[Data extracted from a collection]
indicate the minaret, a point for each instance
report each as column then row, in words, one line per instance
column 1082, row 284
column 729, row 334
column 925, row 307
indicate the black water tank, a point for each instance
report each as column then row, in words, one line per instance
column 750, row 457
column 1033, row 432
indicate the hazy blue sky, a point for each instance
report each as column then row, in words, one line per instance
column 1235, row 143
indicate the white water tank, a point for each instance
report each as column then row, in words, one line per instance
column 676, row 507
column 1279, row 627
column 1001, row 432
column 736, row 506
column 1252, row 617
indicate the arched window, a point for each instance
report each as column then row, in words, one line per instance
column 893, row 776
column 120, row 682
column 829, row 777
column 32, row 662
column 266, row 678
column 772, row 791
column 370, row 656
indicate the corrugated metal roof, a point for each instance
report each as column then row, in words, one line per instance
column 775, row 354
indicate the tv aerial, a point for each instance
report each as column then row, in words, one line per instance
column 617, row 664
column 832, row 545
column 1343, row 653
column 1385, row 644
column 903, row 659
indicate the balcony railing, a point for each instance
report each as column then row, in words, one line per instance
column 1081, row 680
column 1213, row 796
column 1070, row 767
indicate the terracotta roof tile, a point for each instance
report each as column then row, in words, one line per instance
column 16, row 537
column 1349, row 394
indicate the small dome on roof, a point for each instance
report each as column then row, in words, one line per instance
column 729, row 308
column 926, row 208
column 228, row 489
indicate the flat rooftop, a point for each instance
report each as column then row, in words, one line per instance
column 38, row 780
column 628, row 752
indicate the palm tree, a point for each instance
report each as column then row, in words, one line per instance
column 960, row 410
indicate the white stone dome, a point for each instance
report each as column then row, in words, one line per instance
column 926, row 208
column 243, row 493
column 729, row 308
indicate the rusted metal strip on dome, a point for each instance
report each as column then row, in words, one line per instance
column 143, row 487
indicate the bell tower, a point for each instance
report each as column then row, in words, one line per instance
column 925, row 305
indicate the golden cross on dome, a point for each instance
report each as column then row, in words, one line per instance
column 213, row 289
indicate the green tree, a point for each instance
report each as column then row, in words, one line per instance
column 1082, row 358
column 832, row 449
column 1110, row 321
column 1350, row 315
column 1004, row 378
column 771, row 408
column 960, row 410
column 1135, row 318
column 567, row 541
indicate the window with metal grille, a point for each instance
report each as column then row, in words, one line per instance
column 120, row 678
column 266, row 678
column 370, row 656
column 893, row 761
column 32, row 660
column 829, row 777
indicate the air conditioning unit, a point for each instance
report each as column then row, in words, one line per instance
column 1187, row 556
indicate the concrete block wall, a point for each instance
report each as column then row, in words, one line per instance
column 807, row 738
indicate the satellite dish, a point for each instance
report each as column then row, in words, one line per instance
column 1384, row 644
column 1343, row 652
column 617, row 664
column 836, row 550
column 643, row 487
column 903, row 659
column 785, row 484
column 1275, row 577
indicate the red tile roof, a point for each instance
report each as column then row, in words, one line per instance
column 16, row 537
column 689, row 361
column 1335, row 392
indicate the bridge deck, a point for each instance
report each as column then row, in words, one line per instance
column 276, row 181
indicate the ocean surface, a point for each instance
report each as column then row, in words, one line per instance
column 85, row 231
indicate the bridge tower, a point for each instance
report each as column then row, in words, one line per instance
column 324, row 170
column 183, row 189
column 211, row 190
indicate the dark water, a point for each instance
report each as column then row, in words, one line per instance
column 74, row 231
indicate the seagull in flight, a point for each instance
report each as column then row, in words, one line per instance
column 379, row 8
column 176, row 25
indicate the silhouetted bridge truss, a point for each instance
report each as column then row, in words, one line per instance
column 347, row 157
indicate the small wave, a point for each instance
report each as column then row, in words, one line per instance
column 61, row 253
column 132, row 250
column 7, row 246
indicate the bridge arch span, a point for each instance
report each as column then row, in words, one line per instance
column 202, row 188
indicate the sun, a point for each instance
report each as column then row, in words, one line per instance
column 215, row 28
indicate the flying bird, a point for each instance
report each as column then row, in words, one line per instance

Instructions to follow => Would you please reproduce all of the lines above exactly?

Exercise response =>
indicate the minaret, a point for each instance
report each as column then row, in words, one line per instance
column 1082, row 284
column 729, row 334
column 925, row 307
indicate the black water tank, a point for each instance
report each as column then row, in words, one line per instance
column 750, row 457
column 1033, row 432
indicate the hazy blue sky, a point for each instance
report each as column then row, in words, one line per instance
column 1235, row 143
indicate the white water tank, a point for each instance
report each as column then row, in words, one line per instance
column 676, row 507
column 1279, row 627
column 1001, row 432
column 736, row 506
column 1252, row 617
indicate the arched window, a point for each instance
report each as column then row, in words, one line per instance
column 893, row 776
column 120, row 682
column 829, row 777
column 32, row 662
column 266, row 678
column 772, row 791
column 370, row 656
indicate the corrugated metal roof, a point for each instance
report each as column then row, in words, one line per instance
column 775, row 354
indicate the tv aerial, a point for each instance
report each as column then row, in words, one line per instance
column 617, row 664
column 832, row 545
column 1343, row 653
column 1385, row 644
column 903, row 659
indicate the balcony railing, a point for each instance
report each as column then row, in words, one line per instance
column 1081, row 680
column 1213, row 796
column 1070, row 767
indicate the terracotta roof tile, a point for each instance
report each as column then row, in words, one line per instance
column 16, row 537
column 1349, row 394
indicate the small dome on roof, a point for each instance
report each as column then row, in words, one line per instance
column 729, row 308
column 926, row 208
column 228, row 489
indicate the flat rooftop, a point for each instance
report each as column then row, in words, one line per instance
column 38, row 780
column 628, row 752
indicate the palm tree, a point for each instance
report each as column then row, in words, one line per instance
column 960, row 410
indicate the white stone dome, a point for each instance
report each as column then row, in words, one line per instance
column 926, row 208
column 243, row 493
column 729, row 308
indicate the rusted metal strip on dome, a point for each instance
report each as column then row, in words, one line per instance
column 143, row 487
indicate the bell tower, a point for each instance
report each as column then row, in words, one line per instance
column 925, row 305
indicate the golden cross on dome, a point for each instance
report each as column then row, in words, one line per instance
column 213, row 289
indicate the green tree, a point for each instance
report each as column then row, in words, one line per instance
column 1082, row 358
column 832, row 449
column 1110, row 321
column 1350, row 315
column 1004, row 378
column 771, row 408
column 960, row 410
column 1135, row 318
column 567, row 541
indicate the window with metal grille, a point for each instance
report each as column then row, in words, one line per instance
column 120, row 678
column 266, row 678
column 370, row 656
column 893, row 761
column 32, row 660
column 829, row 777
indicate the air conditioning unit, a point for each instance
report each as column then row, in words, one line per instance
column 1187, row 556
indicate the concrete block wall, a point for each instance
report each as column then row, in words, one line per instance
column 807, row 738
indicate the satellite dish, a point for each instance
report each as column then row, in words, one line per instance
column 1384, row 644
column 1343, row 652
column 617, row 664
column 836, row 550
column 643, row 487
column 903, row 659
column 785, row 484
column 1275, row 577
indicate the red tile roof, a point for each instance
report each as column then row, in words, one line per instance
column 16, row 537
column 689, row 361
column 1335, row 392
indicate the bridge deck, a point for each instance
report each as column then row, in words, one line per instance
column 276, row 181
indicate the ocean surface, a point for each instance
report each as column then row, in words, one line per instance
column 85, row 231
indicate the bridge tower, a point for each instance
report each as column then row, in words, one line per instance
column 324, row 170
column 183, row 189
column 211, row 190
indicate the dark water, a point for each instance
report each as column then row, in words, one line per instance
column 74, row 231
indicate the seagull in flight, a point for each instance
report each as column then row, in words, one line per instance
column 379, row 8
column 176, row 25
indicate the silhouetted bridge truss, a point for each instance
report each as column then row, in words, one line per instance
column 347, row 157
indicate the small wave, a point for each instance
report each as column then row, in words, one line per instance
column 61, row 253
column 132, row 250
column 7, row 246
indicate the bridge arch span, a point for each instance
report each as column then row, in words, one line per instance
column 202, row 188
indicate the sun, a point for each instance
report each as column then row, in words, one line per instance
column 215, row 28
indicate the flying bird, a point for each instance
report each as column then row, in words, one line per instance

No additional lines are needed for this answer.